(Tâches demandées)
1 > Transcrivez à l'identique le passage du texte sur la Bibliothèque Humaniste de Sélestat allant de « La Bibliothèque Humaniste de Sélestat, de » jusqu'à « et les visiteurs. ».
2 > Rédigez la suite du texte consacré à la Bibliothèque Humaniste de Sélestat, en reprenant après sa dernière phrase.

(Extrait)
============

La Bibliothèque Humaniste de Sélestat, de la conservation à la diffusion auprès du plus grand nombre

DOI : 10.35562/arabesques.2210

p. 18-19

Plan

Texte

Rouverte en juin 2018 dans un nouveau bâtiment, la Bibliothèque Humaniste de Sélestat a entièrement repensé sa muséographie en y intégrant des dispositifs numériques offrant une médiation renouvelée entre le patrimoine écrit et les visiteurs.

La Bibliothèque Humaniste (B.H.) de Sélestat est, à plus d’un titre, une institution atypique parmi les bibliothèques françaises. Elle assure en effet la conservation d’un patrimoine écrit considérable pour une ville de 20 000 habitants, composé de la bibliothèque paroissiale, fondée en 1452, et de la collection privée du savant et ami d’Erasme de Rotterdam, Beatus Rhenanus (1485-1547), inscrite en mai 2011 au registre de la Mémoire du monde de l’UNESCO1. Ces ensembles, qui ne proviennent pas des confiscations révolutionnaires, ont fait l’objet d’une mise en valeur ancienne, dès 1841, qui a contribué progressivement à l’attractivité touristique de la ville. Conscients de la valeur de cet héritage, les élus sélestadiens ont tenu, après de longues réflexions, à mener un vaste projet de revalorisation de la B.H., que ses visiteurs et usagers peuvent à nouveau visiter depuis sa réouverture en juin 20182. La B.H. bénéficiait depuis une vingtaine d’années d’un contexte favorable marqué notamment par une redéfinition de ses missions. Depuis l’ouverture d’une médiathèque intercommunale en juin 1997, la bibliothèque municipale de Sélestat n’exerçait plus ses missions liées à la lecture publique et pouvait ainsi se concentrer sur la conservation et la mise en valeur du patrimoine écrit sélestadien3. Le départ des archives historiques (du XIIIe siècle à 1945), lié à la création d’un service d’archives municipales à part entière, contribua aussi à la redéfinition des missions de la bibliothèque. Afin de mettre en valeur ses trésors, la B.H. développa les expositions temporaires, les animations et son service éducatif en complément de l’exposition permanente conçue après l’installation de la bibliothèque dans l’ancienne Halle aux Blés de la cité sélestadienne en 1889.

============

(Entrées extraites)
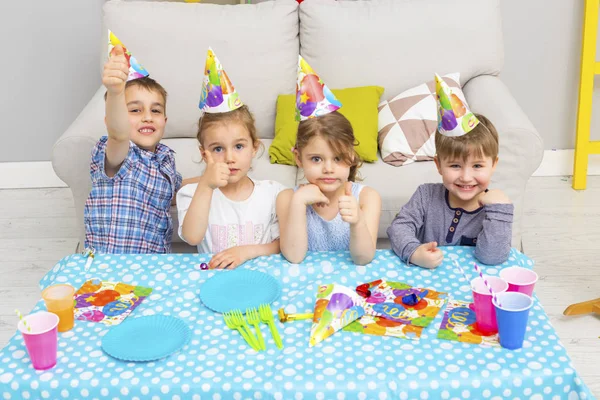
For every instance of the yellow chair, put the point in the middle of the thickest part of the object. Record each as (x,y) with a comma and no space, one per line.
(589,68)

============

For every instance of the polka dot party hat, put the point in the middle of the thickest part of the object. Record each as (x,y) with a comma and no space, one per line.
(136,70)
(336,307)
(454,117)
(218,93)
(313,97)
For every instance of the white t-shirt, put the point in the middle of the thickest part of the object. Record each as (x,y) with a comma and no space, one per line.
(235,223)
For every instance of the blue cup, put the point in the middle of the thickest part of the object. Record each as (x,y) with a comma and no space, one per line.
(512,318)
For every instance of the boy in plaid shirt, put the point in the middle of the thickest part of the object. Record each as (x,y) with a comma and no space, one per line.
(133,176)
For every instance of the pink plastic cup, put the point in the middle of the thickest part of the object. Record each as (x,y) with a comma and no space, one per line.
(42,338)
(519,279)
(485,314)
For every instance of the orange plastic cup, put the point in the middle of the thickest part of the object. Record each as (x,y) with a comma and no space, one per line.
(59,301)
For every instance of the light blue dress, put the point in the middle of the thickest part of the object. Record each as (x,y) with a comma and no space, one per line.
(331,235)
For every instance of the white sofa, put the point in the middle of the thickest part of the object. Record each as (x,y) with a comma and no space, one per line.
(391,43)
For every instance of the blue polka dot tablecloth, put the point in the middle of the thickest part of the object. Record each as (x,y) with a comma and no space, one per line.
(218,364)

============

(Résultats par tâche)
1 >
La Bibliothèque Humaniste de Sélestat, de la conservation à la diffusion auprès du plus grand nombre

DOI : 10.35562/arabesques.2210

p. 18-19

Plan

Texte

Rouverte en juin 2018 dans un nouveau bâtiment, la Bibliothèque Humaniste de Sélestat a entièrement repensé sa muséographie en y intégrant des dispositifs numériques offrant une médiation renouvelée entre le patrimoine écrit et les visiteurs.

2 >
280 000 pages du patrimoine écrit sélestadien numérisées

Au-delà des objectifs liés à la conservation et à la diffusion des volumes concernés4, le projet de numérisation, mené de 2008 à 2013 avec le soutien financier de l’État via le ministère de la Culture, permit de constituer un précieux réservoir de près de 280 000 pages de documents issus de divers segments de collections (fonds précieux, alsatiques, atlas anciens). Inscrit dans le projet de revalorisation, ce programme avait aussi vocation à alimenter la nouvelle muséographie, la nécessaire médiation portant sur ces collections, ainsi que la confection de supports de communication.

Livre des miracles de sainte Foy (manuscrit sur parchemin, XIe-XIIIe s. ; B.H.S., MS.22).

Livre des miracles de sainte Foy
            (manuscrit sur parchemin, XIe-XIIIe s. ; B.H.S., MS.22).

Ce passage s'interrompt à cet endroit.